** begin Excerpt to read **

# 2 figure questions



## SE18 (Feb 21, 2008)

Hi,

I'm soon going to make a hoard of people in 7/8 scale.

Here's a test figure, connected with 16 ga aluminum wire, predrilled with thumb drill. It is posted beside my steel engine on 32mm track (18" gauge)


The hips have to be lowered some, I know


I'm using wood instead of resin castings to save on resin (I can mass produce these parts with my router) and I prefer working in wood


1. I'm thinking of filling in the segments with either 1:1 putty sticks (the kind you kneed); or self-hardening clay. Any ideas?

2. Once the segments are filled in and hardened, the figure will become rigid. Anyone know how to make a figure that flexes without looking dorky like the segmented figures sold in toy stores


thanks


----------



## rkapuaala (Jan 3, 2008)

Looks Great. 
You definitely are headed in the right direction. Your idea with the puddy or self hardening clay is excellent. You can even use bakeable clay as long as its temp isn't high enough to burn wood. 
As far as making them with joints that don't look dorky,,, thats a challenge at that scale. If you have a lot of patience, you could make a fully articulated armature sculpt it over with plasticine, then coat it with latex. Vulcanizing the latex without ruining the sculpture is a trick I haven't mastered, if you don't vulcanize the latex, it will deteriorate fast. 
I'm looking forward to watching your progress.


----------



## SE18 (Feb 21, 2008)

thanks; this morning I was thinking I could possibly hide the joints with clothing instead of merely painting clothing. I'd need to use a fabric with very fine weave to keep it scale, however. 

OTOH, I may just mass produce these in different positions so I can just grab a different figure for what I need 

I'll be mass producing these using a router, jig and templates


----------



## Mik (Jan 2, 2008)

Instead of whole figures in different poses. Make separate arms and legs in different positions. Stick together whatever combination you need, then cover the joint with putty and sand smooth.


----------



## rkapuaala (Jan 3, 2008)

Mik, excellent suggestion. 
SE18. At that scale you might be able to pull the cloth thing off. Silk would work best if you get the really fine weave. I saw an articulated example of a guy pushing a coal cart that was very good, I wish I could remember the link address to that youtube example. It was fantastic.


----------



## Fritz (Jan 11, 2008)

Hi, 

Silk seems to be a very shiny or glass material. For larger figures felt or even paper napkins might be suitabel. 

At art shops they sell these movable puppets in different seizes for a few Euro. Probably made somewhere in the thrird world 










My example in the picture is approx 125 mm high. Quite suitable for 7/8th scale. 


Have Fun 

Fritz / Juergen


----------

** end Excerpt to read **

Exercise:
Copy the figure-making thread from "2. Once the" to "Looks Great.", substituting "stiff" for "rigid". Use nothing but the figure-making thread for this work.

** begin Raw data **

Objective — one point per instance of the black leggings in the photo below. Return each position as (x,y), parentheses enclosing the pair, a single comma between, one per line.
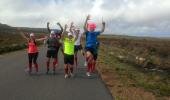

** end Raw data **

Complete response:
2. Once the segments are filled in and hardened, the figure will become stiff. Anyone know how to make a figure that flexes without looking dorky like the segmented figures sold in toy stores


thanks


----------



## rkapuaala (Jan 3, 2008)

Looks Great.